- [Exercise instructions]:
Show every line of the data below that includes the word "bark".

Dataset entries
___
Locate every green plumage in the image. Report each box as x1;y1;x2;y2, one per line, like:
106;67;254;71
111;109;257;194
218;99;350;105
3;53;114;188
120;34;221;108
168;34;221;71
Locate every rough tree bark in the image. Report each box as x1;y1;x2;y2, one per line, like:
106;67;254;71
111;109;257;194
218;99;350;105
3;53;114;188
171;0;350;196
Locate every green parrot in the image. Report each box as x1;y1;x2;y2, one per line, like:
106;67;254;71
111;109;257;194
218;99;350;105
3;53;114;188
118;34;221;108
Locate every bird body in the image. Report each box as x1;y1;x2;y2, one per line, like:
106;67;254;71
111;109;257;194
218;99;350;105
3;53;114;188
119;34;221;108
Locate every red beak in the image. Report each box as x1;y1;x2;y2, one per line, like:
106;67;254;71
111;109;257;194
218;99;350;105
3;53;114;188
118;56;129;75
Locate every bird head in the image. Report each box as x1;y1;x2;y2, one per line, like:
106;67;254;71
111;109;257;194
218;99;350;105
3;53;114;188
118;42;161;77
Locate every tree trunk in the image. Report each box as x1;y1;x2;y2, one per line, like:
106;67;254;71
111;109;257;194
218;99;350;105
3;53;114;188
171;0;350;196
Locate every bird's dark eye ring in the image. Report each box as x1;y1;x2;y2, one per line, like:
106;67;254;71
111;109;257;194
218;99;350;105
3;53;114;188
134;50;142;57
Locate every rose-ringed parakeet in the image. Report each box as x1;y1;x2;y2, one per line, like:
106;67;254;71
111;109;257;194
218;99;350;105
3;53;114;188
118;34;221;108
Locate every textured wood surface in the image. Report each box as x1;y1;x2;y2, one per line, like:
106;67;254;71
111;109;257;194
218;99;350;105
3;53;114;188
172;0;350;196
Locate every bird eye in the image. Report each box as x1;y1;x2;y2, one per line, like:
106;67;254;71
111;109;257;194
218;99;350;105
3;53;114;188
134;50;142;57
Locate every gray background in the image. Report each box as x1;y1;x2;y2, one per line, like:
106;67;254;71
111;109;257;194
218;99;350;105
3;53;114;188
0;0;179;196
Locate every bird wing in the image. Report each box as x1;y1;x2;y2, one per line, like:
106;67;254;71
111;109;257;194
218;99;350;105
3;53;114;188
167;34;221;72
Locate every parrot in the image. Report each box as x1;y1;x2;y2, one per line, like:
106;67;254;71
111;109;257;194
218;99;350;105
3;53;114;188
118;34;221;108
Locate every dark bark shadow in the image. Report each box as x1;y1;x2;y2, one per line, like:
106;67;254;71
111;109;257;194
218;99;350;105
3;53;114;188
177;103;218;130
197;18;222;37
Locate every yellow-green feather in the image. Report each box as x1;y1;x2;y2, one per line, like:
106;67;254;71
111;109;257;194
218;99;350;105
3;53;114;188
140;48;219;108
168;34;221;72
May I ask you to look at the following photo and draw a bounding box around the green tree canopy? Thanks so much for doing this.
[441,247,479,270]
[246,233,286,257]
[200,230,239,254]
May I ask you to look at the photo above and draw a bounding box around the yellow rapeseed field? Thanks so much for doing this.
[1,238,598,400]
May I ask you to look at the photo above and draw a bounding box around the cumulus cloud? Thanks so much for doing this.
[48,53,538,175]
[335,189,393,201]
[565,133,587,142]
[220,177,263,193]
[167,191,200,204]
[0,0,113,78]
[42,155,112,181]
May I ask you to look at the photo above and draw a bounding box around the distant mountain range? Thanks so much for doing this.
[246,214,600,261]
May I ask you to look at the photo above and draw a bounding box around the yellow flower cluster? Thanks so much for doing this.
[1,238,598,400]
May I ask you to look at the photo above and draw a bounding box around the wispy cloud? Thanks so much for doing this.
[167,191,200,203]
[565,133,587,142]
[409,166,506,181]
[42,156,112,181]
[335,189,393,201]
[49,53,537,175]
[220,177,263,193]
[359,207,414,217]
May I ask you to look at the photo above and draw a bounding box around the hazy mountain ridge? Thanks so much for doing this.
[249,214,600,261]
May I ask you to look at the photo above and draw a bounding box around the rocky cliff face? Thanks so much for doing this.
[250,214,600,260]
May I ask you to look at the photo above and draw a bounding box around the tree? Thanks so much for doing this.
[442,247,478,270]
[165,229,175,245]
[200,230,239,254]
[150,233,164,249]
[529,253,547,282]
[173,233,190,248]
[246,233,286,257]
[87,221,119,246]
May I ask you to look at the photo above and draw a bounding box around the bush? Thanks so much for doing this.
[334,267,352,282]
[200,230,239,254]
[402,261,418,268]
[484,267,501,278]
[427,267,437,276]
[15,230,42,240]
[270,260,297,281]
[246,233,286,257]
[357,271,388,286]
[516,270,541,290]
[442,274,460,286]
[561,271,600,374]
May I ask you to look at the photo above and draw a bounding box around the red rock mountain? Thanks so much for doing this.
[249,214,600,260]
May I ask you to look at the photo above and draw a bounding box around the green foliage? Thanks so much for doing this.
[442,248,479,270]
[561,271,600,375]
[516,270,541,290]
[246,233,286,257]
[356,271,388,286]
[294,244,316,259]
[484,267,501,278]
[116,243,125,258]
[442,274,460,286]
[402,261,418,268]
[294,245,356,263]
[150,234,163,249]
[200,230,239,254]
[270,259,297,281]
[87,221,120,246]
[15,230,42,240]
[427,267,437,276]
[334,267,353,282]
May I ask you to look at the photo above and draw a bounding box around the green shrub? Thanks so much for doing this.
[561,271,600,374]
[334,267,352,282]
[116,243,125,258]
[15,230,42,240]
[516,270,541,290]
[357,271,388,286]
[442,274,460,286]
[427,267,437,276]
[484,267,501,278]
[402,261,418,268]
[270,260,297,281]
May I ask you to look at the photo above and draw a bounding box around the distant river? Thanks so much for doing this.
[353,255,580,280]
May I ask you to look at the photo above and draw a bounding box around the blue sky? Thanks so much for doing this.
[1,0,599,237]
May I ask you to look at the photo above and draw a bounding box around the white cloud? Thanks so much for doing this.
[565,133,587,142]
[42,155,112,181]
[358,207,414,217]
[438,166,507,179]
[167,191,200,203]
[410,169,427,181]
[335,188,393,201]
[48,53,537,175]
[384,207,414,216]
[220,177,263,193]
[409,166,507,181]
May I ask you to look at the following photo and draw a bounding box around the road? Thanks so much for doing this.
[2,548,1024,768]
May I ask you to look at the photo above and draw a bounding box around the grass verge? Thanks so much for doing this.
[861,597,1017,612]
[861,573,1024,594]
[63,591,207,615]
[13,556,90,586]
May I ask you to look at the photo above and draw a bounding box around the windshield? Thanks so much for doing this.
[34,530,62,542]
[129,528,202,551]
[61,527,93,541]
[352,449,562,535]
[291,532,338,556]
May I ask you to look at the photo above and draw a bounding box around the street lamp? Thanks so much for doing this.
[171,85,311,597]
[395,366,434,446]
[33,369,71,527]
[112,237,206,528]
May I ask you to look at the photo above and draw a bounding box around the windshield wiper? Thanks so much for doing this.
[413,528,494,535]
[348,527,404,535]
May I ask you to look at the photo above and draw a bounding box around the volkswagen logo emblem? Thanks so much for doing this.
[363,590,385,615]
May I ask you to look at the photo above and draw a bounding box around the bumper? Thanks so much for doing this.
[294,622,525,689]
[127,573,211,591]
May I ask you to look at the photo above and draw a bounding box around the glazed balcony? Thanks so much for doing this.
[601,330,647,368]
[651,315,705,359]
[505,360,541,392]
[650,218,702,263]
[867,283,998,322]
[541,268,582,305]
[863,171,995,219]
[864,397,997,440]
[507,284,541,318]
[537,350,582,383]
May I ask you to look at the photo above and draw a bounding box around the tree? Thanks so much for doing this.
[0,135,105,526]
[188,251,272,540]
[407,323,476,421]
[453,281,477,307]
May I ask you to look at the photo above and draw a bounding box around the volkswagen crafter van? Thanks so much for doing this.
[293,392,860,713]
___
- [Task solution]:
Locate every rough tree bark in the image. Report each box as x1;y1;x2;y2, one per line, like:
Locate every dark bark shadow in the image. Report each box as x1;y1;x2;y2, one per line, like:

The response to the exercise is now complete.